━━━━━ Extracted entries ━━━━━
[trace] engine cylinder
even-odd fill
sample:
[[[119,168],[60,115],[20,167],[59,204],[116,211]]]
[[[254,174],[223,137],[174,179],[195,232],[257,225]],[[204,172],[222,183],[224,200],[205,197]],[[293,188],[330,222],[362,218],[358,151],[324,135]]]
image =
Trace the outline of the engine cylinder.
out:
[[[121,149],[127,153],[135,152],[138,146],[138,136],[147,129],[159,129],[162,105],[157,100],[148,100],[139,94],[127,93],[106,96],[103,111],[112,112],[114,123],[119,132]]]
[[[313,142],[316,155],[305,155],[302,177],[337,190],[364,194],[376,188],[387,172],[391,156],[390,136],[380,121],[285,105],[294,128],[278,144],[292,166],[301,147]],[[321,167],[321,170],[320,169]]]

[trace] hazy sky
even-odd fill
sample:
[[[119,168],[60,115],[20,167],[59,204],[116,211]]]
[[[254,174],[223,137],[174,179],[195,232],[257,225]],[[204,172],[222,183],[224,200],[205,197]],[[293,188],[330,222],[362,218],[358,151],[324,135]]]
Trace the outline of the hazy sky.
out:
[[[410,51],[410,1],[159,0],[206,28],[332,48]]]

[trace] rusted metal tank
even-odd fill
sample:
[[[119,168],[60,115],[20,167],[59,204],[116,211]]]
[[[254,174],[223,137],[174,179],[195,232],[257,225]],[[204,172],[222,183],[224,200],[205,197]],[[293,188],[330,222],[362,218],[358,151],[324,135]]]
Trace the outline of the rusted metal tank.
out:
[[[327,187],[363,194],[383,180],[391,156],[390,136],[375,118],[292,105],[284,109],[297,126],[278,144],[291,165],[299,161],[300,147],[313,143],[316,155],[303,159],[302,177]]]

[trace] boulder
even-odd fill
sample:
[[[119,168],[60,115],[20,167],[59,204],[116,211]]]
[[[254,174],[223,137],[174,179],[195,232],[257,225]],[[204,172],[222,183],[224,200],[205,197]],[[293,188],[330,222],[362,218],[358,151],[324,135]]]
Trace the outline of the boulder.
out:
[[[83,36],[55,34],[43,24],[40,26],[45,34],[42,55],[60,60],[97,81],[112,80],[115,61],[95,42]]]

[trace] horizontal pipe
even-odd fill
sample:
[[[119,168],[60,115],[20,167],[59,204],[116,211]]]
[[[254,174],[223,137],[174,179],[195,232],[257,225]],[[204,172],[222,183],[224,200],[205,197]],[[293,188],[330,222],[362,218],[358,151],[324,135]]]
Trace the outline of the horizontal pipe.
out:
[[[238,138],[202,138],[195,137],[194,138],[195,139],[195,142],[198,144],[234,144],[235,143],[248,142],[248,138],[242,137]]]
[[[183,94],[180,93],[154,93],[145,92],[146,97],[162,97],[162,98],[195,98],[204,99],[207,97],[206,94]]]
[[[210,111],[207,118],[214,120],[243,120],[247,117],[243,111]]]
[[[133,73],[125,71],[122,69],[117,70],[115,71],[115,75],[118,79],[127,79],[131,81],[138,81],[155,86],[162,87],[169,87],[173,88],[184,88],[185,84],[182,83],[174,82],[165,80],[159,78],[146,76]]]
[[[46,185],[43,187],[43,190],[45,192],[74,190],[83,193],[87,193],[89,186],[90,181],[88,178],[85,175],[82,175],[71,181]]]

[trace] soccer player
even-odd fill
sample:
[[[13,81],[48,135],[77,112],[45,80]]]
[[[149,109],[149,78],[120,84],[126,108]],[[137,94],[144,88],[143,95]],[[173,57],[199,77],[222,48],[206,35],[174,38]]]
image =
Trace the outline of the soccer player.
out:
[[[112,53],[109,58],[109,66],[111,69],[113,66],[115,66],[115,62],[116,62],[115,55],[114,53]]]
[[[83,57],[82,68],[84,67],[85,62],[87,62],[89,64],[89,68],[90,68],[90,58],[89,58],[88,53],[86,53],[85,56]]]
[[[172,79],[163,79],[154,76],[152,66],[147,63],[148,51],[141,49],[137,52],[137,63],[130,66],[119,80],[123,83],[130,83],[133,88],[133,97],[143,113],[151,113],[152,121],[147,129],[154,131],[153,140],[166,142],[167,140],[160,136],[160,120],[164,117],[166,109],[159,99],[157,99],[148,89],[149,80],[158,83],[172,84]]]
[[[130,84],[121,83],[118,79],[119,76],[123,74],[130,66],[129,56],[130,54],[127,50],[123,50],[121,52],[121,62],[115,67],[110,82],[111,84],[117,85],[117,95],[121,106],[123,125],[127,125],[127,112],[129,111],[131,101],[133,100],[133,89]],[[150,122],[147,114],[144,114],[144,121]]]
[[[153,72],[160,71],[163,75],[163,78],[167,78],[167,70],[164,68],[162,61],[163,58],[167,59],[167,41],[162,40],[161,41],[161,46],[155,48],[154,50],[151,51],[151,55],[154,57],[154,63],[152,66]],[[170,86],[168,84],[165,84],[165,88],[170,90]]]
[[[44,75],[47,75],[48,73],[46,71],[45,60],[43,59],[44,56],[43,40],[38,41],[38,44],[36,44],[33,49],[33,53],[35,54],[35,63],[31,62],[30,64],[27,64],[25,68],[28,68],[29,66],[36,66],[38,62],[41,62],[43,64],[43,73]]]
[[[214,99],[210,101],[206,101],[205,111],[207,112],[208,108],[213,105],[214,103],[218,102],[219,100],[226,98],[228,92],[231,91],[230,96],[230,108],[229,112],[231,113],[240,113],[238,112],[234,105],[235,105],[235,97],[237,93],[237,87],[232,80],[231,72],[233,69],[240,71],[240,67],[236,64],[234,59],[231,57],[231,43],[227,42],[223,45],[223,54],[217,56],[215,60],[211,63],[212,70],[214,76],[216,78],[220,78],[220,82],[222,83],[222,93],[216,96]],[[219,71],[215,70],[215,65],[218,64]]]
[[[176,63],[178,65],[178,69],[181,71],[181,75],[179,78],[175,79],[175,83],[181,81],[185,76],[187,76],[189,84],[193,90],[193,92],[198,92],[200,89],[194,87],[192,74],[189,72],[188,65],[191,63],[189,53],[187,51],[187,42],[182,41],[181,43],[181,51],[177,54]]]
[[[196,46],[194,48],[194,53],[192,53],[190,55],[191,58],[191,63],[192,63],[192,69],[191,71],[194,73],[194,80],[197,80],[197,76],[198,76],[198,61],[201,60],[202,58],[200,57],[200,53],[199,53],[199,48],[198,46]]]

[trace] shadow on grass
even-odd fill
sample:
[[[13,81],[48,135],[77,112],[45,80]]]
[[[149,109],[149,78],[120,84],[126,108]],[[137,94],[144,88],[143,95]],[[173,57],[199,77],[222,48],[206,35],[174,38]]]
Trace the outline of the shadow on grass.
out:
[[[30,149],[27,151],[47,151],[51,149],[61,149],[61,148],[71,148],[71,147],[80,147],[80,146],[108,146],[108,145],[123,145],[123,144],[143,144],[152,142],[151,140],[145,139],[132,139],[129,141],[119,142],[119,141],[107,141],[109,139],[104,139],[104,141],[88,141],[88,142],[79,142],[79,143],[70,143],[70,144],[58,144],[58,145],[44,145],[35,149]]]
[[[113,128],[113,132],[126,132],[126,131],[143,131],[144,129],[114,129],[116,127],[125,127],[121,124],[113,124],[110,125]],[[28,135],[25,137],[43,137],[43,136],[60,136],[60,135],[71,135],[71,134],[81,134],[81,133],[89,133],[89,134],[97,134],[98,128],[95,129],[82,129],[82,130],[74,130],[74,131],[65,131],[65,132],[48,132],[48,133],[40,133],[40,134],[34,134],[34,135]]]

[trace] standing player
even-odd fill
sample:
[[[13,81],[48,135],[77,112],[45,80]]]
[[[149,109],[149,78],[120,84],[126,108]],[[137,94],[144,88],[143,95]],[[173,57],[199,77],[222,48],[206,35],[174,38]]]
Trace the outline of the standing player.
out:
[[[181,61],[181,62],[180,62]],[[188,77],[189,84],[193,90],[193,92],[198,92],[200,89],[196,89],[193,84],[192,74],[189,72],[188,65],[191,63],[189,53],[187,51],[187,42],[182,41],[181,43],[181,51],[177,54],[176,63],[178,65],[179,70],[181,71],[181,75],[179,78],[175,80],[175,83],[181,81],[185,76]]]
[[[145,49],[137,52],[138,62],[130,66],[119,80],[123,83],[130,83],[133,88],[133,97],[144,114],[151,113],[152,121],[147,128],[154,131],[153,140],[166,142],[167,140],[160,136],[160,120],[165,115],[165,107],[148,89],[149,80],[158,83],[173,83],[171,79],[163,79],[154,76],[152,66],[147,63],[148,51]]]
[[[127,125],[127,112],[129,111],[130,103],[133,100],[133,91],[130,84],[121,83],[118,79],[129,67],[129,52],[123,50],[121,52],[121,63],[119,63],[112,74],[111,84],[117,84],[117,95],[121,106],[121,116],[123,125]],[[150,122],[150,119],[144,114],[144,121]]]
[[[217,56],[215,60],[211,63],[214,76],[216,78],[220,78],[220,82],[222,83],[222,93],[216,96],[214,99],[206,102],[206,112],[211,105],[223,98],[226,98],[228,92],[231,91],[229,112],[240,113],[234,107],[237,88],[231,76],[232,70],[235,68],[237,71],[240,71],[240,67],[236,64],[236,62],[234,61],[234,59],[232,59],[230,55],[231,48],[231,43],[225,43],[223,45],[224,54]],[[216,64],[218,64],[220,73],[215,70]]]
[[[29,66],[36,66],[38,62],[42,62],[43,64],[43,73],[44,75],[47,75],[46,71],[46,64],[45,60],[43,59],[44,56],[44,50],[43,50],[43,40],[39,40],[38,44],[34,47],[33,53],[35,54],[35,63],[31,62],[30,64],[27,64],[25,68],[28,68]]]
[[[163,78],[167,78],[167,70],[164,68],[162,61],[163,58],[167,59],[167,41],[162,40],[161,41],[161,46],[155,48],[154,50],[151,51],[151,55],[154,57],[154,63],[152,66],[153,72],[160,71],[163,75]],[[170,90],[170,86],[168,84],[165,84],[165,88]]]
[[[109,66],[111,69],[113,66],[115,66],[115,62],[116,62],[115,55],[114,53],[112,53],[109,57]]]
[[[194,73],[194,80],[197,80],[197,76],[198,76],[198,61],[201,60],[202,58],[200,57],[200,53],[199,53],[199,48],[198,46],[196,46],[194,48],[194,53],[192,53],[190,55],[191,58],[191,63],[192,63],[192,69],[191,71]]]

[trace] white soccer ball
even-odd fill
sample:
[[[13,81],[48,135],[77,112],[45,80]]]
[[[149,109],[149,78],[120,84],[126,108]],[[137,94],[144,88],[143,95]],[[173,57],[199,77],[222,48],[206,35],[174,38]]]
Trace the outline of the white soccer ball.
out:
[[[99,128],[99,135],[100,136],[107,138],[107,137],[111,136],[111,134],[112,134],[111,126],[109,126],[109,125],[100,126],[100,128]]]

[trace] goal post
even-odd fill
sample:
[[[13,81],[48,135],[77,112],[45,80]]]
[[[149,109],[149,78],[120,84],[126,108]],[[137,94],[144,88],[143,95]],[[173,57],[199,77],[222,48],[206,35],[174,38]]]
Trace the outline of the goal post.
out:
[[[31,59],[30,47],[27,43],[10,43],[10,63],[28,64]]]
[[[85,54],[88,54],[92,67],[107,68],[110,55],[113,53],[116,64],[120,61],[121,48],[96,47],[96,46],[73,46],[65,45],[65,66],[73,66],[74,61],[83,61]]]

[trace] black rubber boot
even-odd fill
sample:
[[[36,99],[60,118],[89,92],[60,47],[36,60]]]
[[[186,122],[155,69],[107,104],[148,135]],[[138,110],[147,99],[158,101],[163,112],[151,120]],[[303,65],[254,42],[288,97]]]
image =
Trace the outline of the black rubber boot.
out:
━━━━━
### Problem to work on
Reproduce the lines from the one containing "[trace] black rubber boot" to the end of the entries, keeping both ends and adding nothing.

### The output
[trace] black rubber boot
even-odd fill
sample:
[[[36,99],[60,118],[89,92],[60,47],[36,60]]]
[[[186,122],[155,69],[107,104],[148,135]],[[138,110],[147,99],[158,101],[163,112],[151,120]],[[303,65],[254,42],[288,97]]]
image =
Trace the outline of the black rubber boot.
out:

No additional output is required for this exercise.